Brief: Find every line in the records below that contains the string "coordinates", and copy each of those lines in full.

Material provided:
────
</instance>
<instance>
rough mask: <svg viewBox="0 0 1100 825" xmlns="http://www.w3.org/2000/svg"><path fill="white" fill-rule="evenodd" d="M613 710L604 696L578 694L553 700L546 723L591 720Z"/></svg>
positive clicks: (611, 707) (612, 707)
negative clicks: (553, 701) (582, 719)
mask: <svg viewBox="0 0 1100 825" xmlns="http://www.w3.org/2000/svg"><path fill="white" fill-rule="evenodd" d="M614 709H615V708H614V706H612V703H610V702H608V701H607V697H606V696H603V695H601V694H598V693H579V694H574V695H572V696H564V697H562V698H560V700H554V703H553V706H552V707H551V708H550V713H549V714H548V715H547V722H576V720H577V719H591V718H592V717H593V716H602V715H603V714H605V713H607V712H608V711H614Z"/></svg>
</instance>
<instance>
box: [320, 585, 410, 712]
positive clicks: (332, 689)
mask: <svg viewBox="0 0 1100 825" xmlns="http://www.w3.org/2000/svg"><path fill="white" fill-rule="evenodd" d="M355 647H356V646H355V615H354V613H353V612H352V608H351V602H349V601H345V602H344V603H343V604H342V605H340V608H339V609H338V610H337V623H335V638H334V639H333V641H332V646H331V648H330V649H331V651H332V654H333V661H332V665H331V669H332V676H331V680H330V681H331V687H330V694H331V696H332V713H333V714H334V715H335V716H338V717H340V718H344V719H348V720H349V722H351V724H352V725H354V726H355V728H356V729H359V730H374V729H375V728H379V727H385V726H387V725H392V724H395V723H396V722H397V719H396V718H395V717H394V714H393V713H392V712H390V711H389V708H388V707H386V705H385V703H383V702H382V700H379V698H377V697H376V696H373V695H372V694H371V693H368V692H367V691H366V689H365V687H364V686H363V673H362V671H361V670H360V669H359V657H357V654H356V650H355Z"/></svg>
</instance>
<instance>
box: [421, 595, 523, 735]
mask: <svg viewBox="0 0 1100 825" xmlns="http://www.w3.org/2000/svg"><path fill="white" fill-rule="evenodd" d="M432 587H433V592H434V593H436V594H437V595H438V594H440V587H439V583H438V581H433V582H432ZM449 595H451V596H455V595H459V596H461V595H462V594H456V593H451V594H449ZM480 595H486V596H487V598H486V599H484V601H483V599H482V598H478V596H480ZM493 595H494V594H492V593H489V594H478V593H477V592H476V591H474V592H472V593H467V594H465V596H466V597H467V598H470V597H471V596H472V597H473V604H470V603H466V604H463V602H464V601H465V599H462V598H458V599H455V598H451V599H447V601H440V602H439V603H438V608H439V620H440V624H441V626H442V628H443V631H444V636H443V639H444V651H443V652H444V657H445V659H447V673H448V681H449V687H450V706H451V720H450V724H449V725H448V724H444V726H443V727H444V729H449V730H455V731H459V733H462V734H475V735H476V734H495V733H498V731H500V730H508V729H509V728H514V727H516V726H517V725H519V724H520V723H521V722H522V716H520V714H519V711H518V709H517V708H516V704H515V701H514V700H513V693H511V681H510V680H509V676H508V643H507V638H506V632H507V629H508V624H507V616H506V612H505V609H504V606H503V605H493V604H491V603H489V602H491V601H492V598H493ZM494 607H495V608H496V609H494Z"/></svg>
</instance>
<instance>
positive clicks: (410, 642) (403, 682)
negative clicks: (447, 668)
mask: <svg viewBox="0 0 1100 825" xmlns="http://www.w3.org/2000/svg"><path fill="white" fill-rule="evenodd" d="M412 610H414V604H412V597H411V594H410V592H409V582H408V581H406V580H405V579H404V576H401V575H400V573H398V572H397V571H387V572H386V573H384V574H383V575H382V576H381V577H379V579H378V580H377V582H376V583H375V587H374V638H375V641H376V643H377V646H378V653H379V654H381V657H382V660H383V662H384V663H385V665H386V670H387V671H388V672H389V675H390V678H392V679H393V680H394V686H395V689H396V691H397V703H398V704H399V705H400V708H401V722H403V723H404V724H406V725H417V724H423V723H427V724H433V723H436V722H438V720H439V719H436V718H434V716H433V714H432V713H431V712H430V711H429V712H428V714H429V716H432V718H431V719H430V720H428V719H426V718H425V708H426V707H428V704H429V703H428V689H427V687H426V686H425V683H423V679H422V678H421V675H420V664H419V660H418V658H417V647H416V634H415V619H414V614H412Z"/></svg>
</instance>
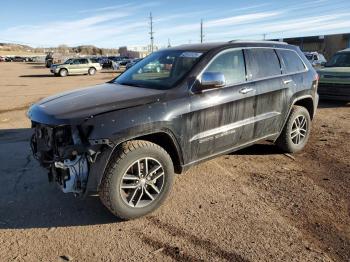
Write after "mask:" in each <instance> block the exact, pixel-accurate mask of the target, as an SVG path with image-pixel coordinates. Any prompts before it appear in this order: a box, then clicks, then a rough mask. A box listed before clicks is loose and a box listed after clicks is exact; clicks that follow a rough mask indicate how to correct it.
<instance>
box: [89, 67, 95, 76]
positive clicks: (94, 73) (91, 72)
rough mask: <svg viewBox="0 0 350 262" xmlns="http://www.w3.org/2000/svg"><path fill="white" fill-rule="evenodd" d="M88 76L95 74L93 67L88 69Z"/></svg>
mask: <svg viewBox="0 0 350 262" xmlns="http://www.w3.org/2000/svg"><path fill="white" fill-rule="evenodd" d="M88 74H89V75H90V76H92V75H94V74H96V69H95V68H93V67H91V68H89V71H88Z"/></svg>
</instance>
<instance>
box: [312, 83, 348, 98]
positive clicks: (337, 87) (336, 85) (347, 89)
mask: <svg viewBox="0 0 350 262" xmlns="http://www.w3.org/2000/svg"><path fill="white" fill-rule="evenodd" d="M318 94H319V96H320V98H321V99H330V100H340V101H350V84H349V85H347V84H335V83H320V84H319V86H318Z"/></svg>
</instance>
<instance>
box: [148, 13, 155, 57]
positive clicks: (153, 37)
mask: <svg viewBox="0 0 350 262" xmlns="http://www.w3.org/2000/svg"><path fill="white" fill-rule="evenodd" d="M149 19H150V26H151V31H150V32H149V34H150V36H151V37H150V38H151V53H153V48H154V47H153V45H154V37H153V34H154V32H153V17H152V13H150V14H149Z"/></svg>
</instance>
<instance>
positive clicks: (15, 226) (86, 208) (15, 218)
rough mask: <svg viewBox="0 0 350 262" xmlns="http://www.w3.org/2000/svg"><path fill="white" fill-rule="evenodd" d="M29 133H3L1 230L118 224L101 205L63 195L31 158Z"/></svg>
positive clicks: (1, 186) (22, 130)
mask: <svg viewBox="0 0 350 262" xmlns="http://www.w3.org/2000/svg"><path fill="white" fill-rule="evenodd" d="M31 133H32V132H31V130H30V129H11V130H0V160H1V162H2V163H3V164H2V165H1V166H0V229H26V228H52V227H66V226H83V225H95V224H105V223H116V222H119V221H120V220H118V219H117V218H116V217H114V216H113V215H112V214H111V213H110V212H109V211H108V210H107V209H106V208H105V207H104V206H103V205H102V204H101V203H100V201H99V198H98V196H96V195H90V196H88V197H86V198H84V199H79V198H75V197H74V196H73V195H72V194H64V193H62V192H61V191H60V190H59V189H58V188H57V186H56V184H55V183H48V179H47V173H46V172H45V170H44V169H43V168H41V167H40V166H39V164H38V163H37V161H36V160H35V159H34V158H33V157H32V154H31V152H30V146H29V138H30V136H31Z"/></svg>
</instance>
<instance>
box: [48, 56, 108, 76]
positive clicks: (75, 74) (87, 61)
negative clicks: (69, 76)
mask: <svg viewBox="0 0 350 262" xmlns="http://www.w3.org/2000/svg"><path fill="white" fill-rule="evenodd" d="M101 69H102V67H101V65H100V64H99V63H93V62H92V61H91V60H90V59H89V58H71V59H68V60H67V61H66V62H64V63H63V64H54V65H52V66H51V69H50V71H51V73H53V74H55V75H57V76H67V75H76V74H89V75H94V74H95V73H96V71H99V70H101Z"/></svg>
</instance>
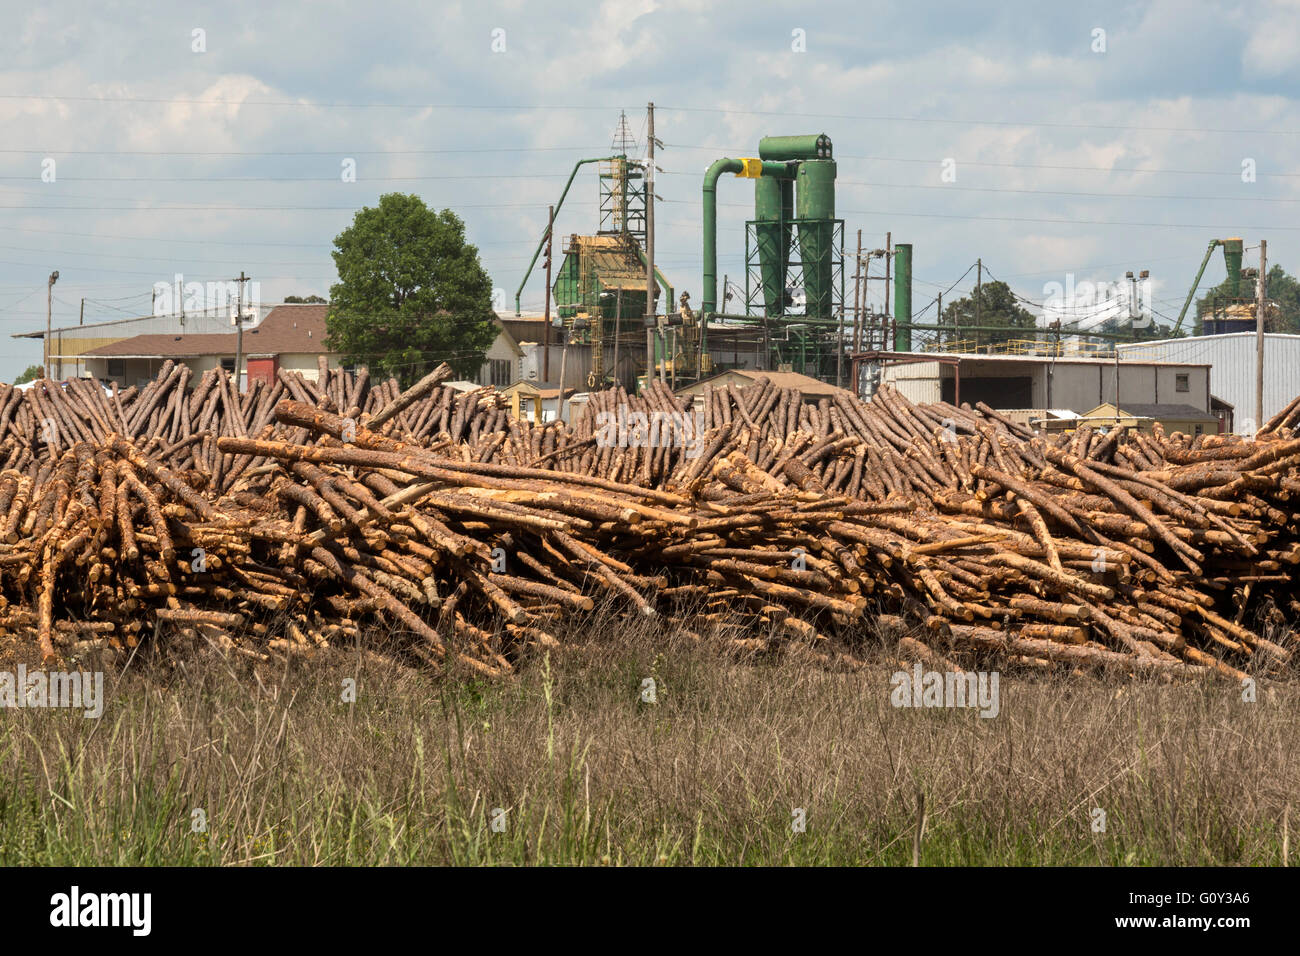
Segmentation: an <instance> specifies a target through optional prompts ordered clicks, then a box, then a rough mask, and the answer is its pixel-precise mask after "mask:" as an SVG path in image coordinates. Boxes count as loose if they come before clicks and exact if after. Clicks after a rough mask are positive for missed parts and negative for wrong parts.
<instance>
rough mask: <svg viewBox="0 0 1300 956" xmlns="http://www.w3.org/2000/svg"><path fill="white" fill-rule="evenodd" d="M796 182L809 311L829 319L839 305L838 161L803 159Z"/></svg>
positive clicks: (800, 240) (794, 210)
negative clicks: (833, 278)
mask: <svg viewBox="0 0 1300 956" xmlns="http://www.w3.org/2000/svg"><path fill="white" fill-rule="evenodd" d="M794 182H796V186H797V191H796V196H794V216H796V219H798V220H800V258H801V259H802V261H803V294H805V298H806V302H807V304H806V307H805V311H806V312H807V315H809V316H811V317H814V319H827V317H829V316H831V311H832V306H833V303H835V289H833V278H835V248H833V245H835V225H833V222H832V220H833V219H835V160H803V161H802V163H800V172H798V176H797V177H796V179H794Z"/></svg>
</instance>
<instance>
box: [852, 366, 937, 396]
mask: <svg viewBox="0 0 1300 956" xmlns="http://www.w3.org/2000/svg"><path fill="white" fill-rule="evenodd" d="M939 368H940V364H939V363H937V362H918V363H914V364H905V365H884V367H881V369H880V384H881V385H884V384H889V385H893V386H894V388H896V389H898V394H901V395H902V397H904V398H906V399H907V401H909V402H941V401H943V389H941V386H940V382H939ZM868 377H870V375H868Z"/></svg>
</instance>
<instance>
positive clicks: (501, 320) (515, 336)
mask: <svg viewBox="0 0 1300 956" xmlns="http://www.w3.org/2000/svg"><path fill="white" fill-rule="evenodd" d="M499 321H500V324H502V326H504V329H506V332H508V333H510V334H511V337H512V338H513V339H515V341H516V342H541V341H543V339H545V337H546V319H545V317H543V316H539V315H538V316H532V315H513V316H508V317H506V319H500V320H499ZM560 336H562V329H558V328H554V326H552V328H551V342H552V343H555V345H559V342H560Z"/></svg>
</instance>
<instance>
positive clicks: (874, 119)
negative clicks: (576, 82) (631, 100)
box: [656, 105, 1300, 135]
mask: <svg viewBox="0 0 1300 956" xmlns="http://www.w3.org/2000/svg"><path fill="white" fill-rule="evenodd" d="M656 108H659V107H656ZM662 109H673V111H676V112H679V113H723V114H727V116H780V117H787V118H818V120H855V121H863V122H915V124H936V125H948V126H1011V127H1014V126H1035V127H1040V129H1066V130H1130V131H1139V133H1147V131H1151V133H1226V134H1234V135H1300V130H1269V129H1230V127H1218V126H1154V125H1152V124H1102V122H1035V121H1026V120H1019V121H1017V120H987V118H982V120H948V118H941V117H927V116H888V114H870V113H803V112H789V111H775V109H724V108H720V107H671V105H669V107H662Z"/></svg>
────
Exercise solution:
Write after "mask:" in each <instance> block the exact, pixel-accurate mask of the target, as an SVG path with image-pixel coordinates. Any prompts before it appear in this order: a box, then clicks, then a rough mask. A box listed before clicks is loose and a box listed after clicks is exact; clicks that follow a rough mask indicate how to correct it.
Segmentation: an <instance> specifies a target through optional prompts ordered clicks, then a box, then a rough mask, and the answer is its pixel-precise mask after "mask:" as an SVG path in image coordinates. Boxes count as loose if they come before clicks and exact if after. Clicks after a rough mask are positive for missed parts and negative for wrong parts.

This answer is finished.